>> START Data records
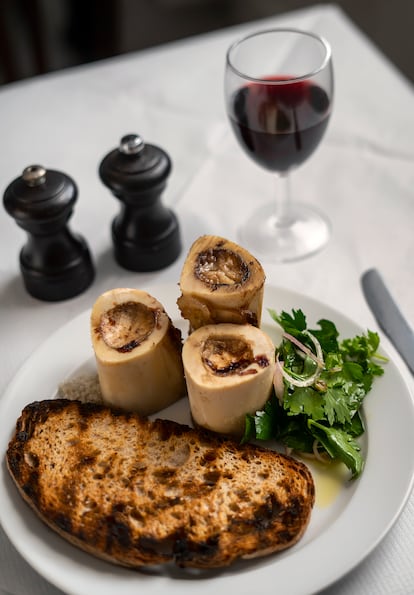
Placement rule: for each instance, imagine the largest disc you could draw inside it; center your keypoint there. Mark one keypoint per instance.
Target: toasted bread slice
(136, 492)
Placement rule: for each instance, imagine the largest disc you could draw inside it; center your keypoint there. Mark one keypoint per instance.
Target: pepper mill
(55, 263)
(145, 234)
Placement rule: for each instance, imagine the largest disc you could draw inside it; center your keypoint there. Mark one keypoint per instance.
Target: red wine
(280, 125)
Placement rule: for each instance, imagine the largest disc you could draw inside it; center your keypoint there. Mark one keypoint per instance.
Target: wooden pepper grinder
(54, 262)
(145, 234)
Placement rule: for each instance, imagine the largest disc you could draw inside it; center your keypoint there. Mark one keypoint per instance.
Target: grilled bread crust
(136, 492)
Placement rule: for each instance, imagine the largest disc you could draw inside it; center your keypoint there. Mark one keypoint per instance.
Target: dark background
(38, 36)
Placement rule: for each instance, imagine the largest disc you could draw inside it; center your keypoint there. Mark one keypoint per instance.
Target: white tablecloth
(362, 177)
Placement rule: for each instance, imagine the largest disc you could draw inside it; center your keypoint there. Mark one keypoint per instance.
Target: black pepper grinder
(55, 263)
(145, 234)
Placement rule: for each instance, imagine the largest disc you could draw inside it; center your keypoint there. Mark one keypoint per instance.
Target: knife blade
(388, 315)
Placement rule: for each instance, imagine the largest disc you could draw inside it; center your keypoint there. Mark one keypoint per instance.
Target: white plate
(340, 535)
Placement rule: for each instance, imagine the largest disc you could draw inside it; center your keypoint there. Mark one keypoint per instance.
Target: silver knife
(388, 315)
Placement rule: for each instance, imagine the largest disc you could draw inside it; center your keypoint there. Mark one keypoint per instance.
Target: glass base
(272, 240)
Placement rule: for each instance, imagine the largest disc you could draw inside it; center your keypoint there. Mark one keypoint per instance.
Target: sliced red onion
(318, 358)
(300, 383)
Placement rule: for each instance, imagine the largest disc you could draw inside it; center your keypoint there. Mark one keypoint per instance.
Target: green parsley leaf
(329, 410)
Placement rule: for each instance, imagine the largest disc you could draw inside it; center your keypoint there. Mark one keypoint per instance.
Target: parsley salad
(319, 387)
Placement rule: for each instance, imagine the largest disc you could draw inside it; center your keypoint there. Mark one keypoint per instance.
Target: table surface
(362, 177)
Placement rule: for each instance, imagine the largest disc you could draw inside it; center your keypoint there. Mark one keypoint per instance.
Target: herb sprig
(326, 415)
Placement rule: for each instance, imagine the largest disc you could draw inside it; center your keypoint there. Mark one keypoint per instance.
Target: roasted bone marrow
(137, 351)
(220, 282)
(229, 371)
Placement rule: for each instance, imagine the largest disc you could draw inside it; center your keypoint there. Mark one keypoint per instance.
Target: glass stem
(283, 200)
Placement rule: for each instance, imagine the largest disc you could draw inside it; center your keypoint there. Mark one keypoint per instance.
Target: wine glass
(279, 92)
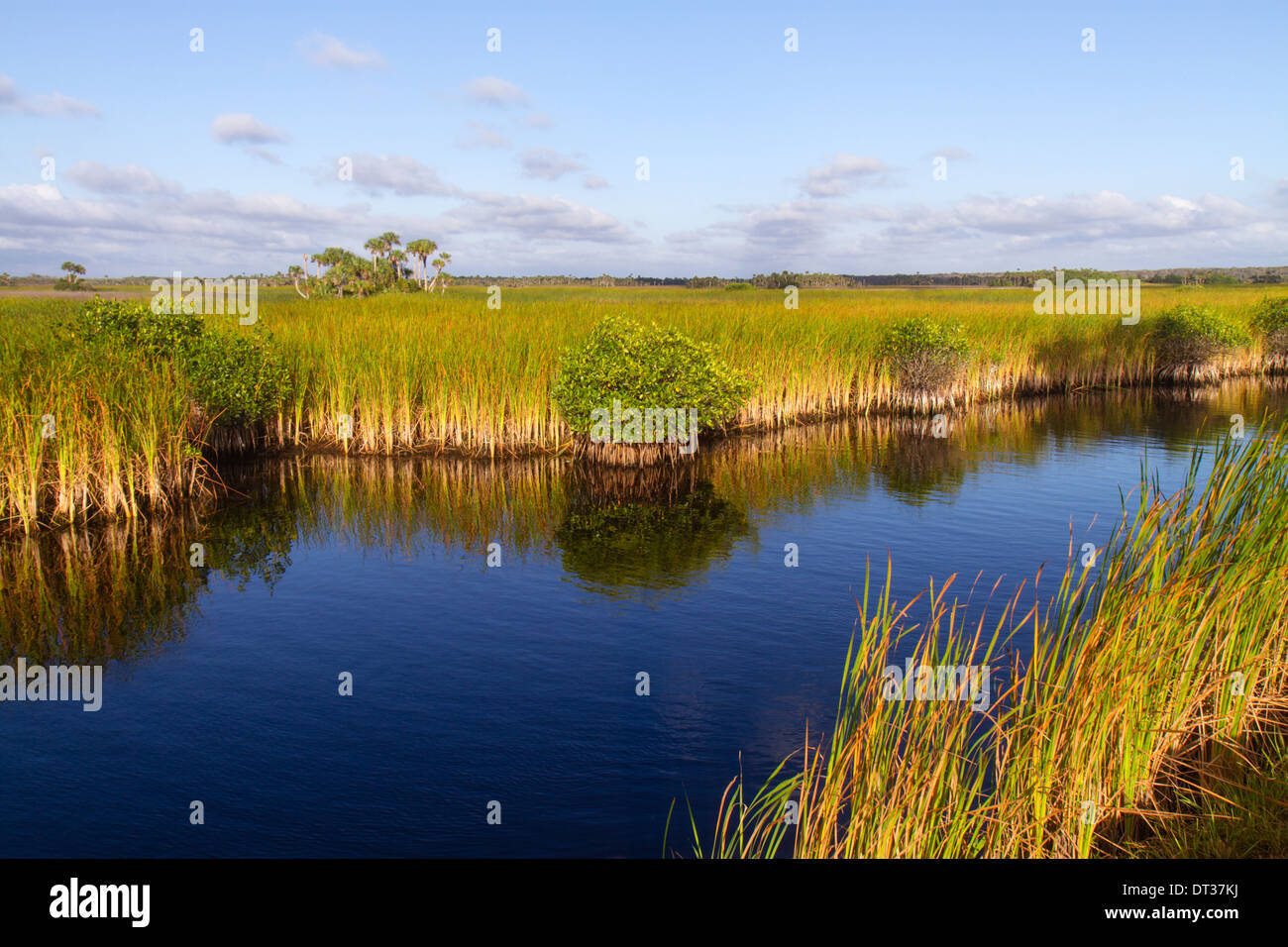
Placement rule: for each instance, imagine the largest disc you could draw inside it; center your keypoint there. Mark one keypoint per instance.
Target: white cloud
(244, 127)
(13, 101)
(548, 163)
(124, 179)
(399, 174)
(536, 218)
(330, 53)
(951, 153)
(482, 136)
(842, 174)
(494, 91)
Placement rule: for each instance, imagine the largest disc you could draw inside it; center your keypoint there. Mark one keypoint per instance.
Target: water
(518, 684)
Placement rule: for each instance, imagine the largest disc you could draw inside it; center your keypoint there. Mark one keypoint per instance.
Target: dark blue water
(518, 684)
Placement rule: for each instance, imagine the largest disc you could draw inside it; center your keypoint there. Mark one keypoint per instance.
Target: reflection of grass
(648, 545)
(88, 596)
(1138, 688)
(447, 373)
(1239, 813)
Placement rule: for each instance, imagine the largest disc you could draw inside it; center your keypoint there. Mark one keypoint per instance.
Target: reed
(408, 373)
(1121, 692)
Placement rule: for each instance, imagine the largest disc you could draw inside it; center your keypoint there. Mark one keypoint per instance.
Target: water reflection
(649, 528)
(89, 595)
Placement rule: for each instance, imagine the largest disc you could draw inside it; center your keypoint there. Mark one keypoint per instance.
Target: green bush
(235, 375)
(239, 377)
(1270, 318)
(643, 368)
(1189, 335)
(923, 354)
(133, 326)
(65, 283)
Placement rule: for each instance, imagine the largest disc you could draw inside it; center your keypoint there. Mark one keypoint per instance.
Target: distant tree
(438, 263)
(398, 258)
(421, 250)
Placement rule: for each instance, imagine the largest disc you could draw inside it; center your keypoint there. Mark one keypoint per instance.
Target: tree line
(391, 266)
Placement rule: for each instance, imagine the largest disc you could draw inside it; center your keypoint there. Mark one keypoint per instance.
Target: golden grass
(417, 373)
(1120, 690)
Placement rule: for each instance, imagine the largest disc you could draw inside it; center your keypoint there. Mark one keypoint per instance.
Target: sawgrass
(1119, 693)
(415, 373)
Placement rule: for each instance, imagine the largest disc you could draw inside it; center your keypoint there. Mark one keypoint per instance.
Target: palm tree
(397, 258)
(421, 250)
(295, 273)
(438, 263)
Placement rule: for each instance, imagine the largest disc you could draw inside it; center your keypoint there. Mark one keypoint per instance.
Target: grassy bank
(399, 373)
(1128, 702)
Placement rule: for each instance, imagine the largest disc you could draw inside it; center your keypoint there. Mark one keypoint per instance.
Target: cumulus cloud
(13, 101)
(842, 174)
(548, 163)
(263, 155)
(330, 53)
(399, 174)
(244, 127)
(536, 218)
(482, 136)
(123, 179)
(490, 90)
(951, 153)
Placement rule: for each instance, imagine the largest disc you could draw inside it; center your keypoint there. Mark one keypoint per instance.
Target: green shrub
(923, 354)
(1270, 318)
(133, 326)
(1188, 335)
(643, 368)
(235, 375)
(240, 377)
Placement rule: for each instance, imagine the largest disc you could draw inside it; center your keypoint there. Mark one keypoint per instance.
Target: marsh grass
(404, 373)
(1122, 703)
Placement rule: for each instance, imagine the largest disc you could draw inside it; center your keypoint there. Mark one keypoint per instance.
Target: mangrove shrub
(645, 368)
(1188, 337)
(923, 354)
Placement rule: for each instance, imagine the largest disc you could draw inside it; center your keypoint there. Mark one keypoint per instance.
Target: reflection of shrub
(923, 354)
(237, 376)
(1188, 337)
(1270, 318)
(645, 368)
(648, 545)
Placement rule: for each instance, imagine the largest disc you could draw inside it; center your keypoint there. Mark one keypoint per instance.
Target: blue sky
(524, 159)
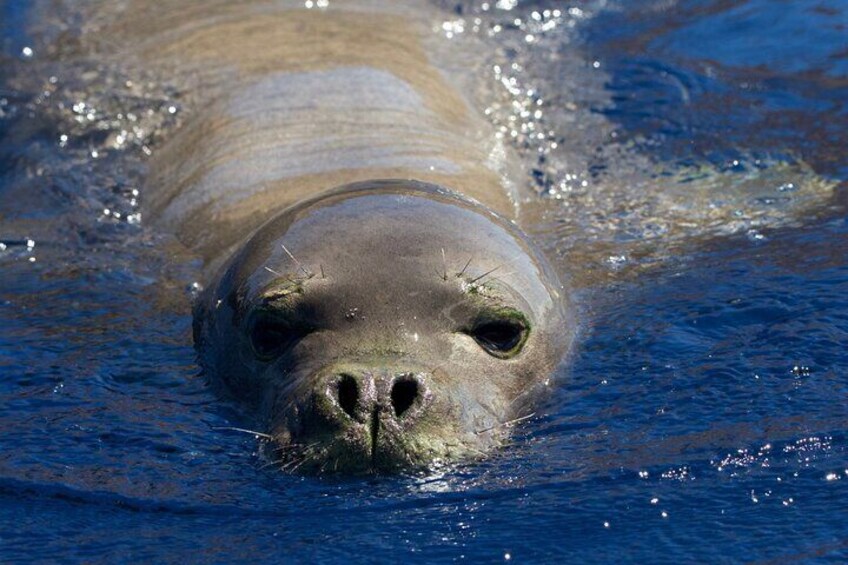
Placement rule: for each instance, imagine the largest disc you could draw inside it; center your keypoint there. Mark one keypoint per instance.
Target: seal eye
(501, 338)
(270, 336)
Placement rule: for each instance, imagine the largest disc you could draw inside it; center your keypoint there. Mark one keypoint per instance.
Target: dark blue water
(704, 417)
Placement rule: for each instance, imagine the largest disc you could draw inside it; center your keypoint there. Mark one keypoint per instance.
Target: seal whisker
(487, 273)
(244, 430)
(467, 263)
(297, 263)
(506, 424)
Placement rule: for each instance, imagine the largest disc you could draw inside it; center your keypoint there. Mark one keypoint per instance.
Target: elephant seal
(373, 324)
(383, 325)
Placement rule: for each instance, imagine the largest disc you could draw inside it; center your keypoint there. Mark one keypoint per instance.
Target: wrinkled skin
(383, 326)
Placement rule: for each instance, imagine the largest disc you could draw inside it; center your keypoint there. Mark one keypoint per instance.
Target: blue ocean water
(704, 416)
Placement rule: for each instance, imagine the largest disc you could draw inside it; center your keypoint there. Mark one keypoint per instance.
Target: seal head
(384, 325)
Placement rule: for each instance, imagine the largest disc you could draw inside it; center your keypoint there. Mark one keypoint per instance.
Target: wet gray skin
(382, 326)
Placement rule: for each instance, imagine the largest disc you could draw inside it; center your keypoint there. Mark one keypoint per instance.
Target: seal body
(371, 324)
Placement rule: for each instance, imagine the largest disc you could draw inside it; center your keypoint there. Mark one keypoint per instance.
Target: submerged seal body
(372, 324)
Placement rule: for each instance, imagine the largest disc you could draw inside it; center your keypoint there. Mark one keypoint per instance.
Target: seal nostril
(404, 393)
(348, 394)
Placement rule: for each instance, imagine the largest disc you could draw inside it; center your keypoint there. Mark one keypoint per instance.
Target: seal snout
>> END Data records
Aim of the exercise:
Select every line of the listing above that contains the word "cloud", and copy each one out.

Solution to this problem:
Target: white cloud
Target: cumulus cloud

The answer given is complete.